Prompt:
When a line of the entries contains "query", please list that line.

Data:
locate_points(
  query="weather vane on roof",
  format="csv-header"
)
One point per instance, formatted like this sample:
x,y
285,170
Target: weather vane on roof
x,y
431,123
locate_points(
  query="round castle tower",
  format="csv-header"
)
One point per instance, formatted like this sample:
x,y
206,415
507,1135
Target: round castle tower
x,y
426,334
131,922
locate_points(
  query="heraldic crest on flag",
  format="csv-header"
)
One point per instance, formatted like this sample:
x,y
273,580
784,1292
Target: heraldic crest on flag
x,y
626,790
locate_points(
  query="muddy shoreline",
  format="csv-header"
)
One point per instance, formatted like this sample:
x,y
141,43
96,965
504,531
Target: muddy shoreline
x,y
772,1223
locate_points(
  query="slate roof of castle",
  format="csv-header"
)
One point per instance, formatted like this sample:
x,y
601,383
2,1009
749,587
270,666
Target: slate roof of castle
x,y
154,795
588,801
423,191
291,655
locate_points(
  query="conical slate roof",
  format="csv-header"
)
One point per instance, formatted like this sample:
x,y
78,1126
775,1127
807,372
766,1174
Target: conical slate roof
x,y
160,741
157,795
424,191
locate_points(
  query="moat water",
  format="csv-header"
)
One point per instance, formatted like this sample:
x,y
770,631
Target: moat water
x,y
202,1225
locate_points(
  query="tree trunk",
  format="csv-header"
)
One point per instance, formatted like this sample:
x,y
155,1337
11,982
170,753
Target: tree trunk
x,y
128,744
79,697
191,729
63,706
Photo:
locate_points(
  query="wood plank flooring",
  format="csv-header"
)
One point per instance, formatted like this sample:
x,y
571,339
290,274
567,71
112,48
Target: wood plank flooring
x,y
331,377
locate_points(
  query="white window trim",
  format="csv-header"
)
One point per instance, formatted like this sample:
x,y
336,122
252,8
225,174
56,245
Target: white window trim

Exercise response:
  query="weather vane on roof",
  query="round castle tower",
  query="heraldic crest on flag",
  query="muddy shoreline",
  query="slate roof of castle",
  query="conical slate roof",
  query="moat water",
  query="tree trunk",
  query="wood plank flooring",
  query="white window trim",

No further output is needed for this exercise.